Reproduce each of the entries below line for line, without changing anything.

= = =

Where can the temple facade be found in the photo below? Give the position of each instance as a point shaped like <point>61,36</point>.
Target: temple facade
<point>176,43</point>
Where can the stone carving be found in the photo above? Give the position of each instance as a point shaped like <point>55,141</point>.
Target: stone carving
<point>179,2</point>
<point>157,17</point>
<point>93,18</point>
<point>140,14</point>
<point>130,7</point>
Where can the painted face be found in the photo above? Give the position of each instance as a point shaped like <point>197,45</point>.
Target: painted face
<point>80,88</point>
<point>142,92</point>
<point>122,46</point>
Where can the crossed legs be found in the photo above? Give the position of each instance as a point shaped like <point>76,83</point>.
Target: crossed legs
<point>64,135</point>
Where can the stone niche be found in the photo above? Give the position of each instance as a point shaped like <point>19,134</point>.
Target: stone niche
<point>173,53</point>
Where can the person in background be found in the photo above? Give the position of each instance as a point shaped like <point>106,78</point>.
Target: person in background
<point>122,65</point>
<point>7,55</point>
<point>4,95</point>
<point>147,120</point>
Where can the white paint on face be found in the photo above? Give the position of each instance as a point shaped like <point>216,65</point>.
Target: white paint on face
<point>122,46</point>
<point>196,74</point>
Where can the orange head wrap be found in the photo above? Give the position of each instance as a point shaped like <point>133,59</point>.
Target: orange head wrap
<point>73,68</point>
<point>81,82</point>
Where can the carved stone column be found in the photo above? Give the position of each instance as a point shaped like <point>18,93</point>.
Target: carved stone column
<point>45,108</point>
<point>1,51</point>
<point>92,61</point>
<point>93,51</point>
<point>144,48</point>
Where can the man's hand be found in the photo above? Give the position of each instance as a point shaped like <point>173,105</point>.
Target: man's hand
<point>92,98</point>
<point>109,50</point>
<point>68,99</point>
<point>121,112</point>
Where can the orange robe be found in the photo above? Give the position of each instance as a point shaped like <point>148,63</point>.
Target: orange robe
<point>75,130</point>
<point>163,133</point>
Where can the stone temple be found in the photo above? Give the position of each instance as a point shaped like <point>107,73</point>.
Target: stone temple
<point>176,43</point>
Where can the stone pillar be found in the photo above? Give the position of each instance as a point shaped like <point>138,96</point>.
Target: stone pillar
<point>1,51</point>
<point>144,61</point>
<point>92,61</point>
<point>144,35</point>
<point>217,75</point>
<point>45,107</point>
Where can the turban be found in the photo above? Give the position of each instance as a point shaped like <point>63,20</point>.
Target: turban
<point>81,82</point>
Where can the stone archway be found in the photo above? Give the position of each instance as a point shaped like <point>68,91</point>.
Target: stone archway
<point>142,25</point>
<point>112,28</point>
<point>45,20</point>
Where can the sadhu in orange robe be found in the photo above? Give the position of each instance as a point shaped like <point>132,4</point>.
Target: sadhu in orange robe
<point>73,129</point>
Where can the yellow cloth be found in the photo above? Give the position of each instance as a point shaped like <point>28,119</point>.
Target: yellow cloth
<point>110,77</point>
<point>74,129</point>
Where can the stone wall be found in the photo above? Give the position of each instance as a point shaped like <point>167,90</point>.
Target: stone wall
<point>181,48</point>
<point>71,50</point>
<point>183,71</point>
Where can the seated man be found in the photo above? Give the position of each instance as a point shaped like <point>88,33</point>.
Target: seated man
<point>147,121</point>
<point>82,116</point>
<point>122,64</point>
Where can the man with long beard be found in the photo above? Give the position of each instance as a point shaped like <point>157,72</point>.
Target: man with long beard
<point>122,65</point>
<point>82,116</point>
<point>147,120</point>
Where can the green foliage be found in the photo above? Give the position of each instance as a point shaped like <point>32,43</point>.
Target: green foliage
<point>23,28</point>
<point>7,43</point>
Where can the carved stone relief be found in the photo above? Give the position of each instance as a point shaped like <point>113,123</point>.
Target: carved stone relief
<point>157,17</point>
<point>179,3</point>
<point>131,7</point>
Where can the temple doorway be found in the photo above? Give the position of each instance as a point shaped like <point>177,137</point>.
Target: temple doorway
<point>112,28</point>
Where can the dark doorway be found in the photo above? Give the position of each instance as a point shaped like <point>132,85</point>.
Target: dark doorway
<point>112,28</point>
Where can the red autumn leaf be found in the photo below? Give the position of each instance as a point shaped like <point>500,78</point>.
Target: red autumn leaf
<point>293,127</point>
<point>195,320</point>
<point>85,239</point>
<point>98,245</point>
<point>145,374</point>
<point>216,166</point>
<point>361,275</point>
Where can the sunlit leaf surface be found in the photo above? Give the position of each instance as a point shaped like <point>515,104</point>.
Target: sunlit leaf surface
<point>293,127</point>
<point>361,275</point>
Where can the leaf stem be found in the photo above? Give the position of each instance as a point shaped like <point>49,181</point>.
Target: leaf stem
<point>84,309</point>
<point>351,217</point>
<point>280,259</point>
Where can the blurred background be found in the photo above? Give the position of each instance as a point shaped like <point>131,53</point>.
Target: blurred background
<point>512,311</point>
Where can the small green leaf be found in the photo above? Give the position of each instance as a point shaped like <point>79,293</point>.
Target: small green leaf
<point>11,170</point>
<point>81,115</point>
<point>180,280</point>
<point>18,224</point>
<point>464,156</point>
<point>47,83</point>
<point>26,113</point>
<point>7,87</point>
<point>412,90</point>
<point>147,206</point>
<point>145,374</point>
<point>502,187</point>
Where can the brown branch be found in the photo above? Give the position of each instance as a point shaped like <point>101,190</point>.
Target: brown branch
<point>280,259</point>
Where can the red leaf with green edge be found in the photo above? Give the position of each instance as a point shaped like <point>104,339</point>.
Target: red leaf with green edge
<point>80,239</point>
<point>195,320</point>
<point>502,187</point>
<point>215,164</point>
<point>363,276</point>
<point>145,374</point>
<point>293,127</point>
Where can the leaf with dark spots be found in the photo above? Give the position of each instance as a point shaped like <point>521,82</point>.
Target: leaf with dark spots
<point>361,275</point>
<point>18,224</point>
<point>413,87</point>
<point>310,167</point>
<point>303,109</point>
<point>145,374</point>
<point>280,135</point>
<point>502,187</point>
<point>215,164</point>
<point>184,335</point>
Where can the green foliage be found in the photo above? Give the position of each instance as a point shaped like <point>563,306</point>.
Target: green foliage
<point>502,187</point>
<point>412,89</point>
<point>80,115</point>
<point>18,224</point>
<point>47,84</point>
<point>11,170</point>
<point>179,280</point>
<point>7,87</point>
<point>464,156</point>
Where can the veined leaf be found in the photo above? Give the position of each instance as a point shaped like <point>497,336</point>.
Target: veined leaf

= = =

Correct result
Where can the temple facade be found in the photo below? Give the position of each instance as a point shaped like <point>61,36</point>.
Target: temple facade
<point>176,43</point>
Where can the stone carving be found in the photo above? Give the position of each instance as a point shaped like <point>55,141</point>.
Target: stone carving
<point>179,2</point>
<point>157,17</point>
<point>93,18</point>
<point>140,14</point>
<point>130,7</point>
Where can the painted face be found in the photo above? Give the position of each instance as a point shaped like <point>197,45</point>.
Target: painted face
<point>80,88</point>
<point>142,92</point>
<point>122,46</point>
Where can the crossed legs be found in the photo above? Give the position of each instance as a point shaped like <point>76,83</point>.
Target: crossed legs
<point>64,135</point>
Where can the stone niche be found in the photo above? Give the position of each instance as a point shaped like <point>19,134</point>.
Target: stone niche
<point>173,53</point>
Where can the person in background be found in the photo above? Give the position of each instance as a point shaped like <point>106,78</point>.
Target: person in background
<point>122,65</point>
<point>7,55</point>
<point>4,95</point>
<point>147,120</point>
Where can the white paint on face be found in the photo above? Give the position of each instance as a point shaped like <point>216,65</point>.
Target: white paint on face
<point>122,46</point>
<point>196,74</point>
Where can the orange head wrap be found in the photo above? Give the position of each instance as a point shaped like <point>133,59</point>.
Target: orange head wrap
<point>73,68</point>
<point>81,82</point>
Where can the carved stone column be found in the photo above? Give the position of each instance as a point shaped like <point>18,93</point>.
Target: carved stone column
<point>45,108</point>
<point>1,51</point>
<point>92,61</point>
<point>93,51</point>
<point>144,48</point>
Where can the man's hand be found in the photo above? Give the position of each instance as a point shaped like <point>173,105</point>.
Target: man's hand
<point>92,98</point>
<point>109,50</point>
<point>68,99</point>
<point>121,112</point>
Where can the orange robe be found in the photo above? Give the position of each instance as a point shaped like <point>148,63</point>.
Target: orange robe
<point>75,130</point>
<point>163,133</point>
Where can the stone temple be found in the photo above? Give the position of each instance as a point shaped like <point>107,73</point>.
Target: stone temple
<point>176,43</point>
Where can the stone pillar be found in the photo above? Give the position of each instance as a point shaped like <point>138,96</point>.
Target: stone pillar
<point>1,51</point>
<point>144,61</point>
<point>92,61</point>
<point>144,35</point>
<point>217,75</point>
<point>45,107</point>
Where can the turban be found in the photo above? Give the position of each instance as a point shaped like <point>63,20</point>.
Target: turban
<point>81,82</point>
Where can the stone archway be found in the photo above? Give the position of each instance as a point shaped like <point>68,91</point>.
Target: stone archway
<point>142,25</point>
<point>112,28</point>
<point>45,20</point>
Where can the sadhu in orange robe be found in the photo above? Give the position of each instance as a point shaped like <point>132,4</point>.
Target: sadhu in orange robe
<point>73,129</point>
Where can the yellow cloth be found in the photo above? Give the position of each instance as a point shaped like <point>28,119</point>.
Target: yellow cloth
<point>110,77</point>
<point>74,129</point>
Where can the stone wall be found in the photo above? Give the position of each instance as a point shaped like <point>167,90</point>.
Target: stone wall
<point>181,48</point>
<point>71,50</point>
<point>183,71</point>
Where can the seated man be found in the photo above? Give the position of each instance as a point shaped like <point>88,33</point>.
Target: seated man
<point>147,121</point>
<point>82,116</point>
<point>122,64</point>
Where can the man with long beard be found in the photo above? Give the position of each instance as a point shaped like <point>157,72</point>.
Target: man with long beard
<point>122,65</point>
<point>82,116</point>
<point>147,120</point>
Where can the green foliage be found in the photo above? Give the position of each instance as a point shaped like <point>32,43</point>.
Target: green foliage
<point>23,28</point>
<point>7,43</point>
Where can the carved stone relief be found in the photo above? Give the position of each instance as a point shaped like <point>113,123</point>.
Target: carved stone relief
<point>157,17</point>
<point>179,3</point>
<point>131,7</point>
Where can the temple doorway be found in the photo above? Give the position of each instance as a point shaped like <point>177,137</point>.
Target: temple doorway
<point>112,28</point>
Where can the dark doorway be found in the photo above? Give the position of each instance as a point shaped like <point>132,85</point>.
Target: dark doorway
<point>112,28</point>
Where can the red autumn leaf be found in the photo below? Give the position of each instance as a point shaped like <point>500,78</point>.
Target: red autumn leaf
<point>293,127</point>
<point>195,320</point>
<point>85,239</point>
<point>98,245</point>
<point>145,374</point>
<point>216,166</point>
<point>361,275</point>
Where can the sunlit leaf surface be found in the photo above? Give the position of each instance as a point shaped like <point>515,104</point>.
Target: sunlit leaf surface
<point>293,127</point>
<point>361,275</point>
Where can the leaf stem be found in the photo above? Give the position of each instance as a point shaped like <point>49,181</point>.
Target: leaf stem
<point>84,309</point>
<point>351,217</point>
<point>280,259</point>
Where can the blurred background be found in the photo above? Give the position of each instance as a point shaped like <point>131,53</point>.
Target: blurred background
<point>512,311</point>
Where can the small green leaf be found in the photo above? Give the position of each instance as a point shaped like <point>79,293</point>.
Target: small green leaf
<point>11,170</point>
<point>81,115</point>
<point>180,280</point>
<point>18,224</point>
<point>464,156</point>
<point>47,83</point>
<point>26,113</point>
<point>7,87</point>
<point>412,90</point>
<point>147,206</point>
<point>145,374</point>
<point>502,187</point>
Where can the brown branch be found in the photo above? Give the position of each instance as a point shaped like <point>101,190</point>.
Target: brown branch
<point>280,259</point>
Where can the red leaf with green edge be found in the photo above? Give the position of each instance as a point shaped like <point>104,339</point>.
Target: red leaf with green edge
<point>80,239</point>
<point>195,320</point>
<point>502,187</point>
<point>215,164</point>
<point>363,276</point>
<point>145,374</point>
<point>293,127</point>
Where can the leaf with dark spots be found in the photo above? Give the position of each instance as a point shaped like <point>521,82</point>.
Target: leaf with dark spots
<point>361,275</point>
<point>18,224</point>
<point>413,87</point>
<point>310,167</point>
<point>303,109</point>
<point>145,374</point>
<point>280,135</point>
<point>502,187</point>
<point>215,164</point>
<point>184,335</point>
Where can the green foliage be found in the photo above? Give the position of each instance as a point shaped like <point>563,306</point>.
Target: green foliage
<point>502,187</point>
<point>412,89</point>
<point>80,115</point>
<point>18,224</point>
<point>47,84</point>
<point>11,170</point>
<point>179,280</point>
<point>7,87</point>
<point>464,156</point>
Where can the veined leaf be found in the photo above? Give the position of each instance as a point shaped like <point>497,336</point>.
Target: veined leaf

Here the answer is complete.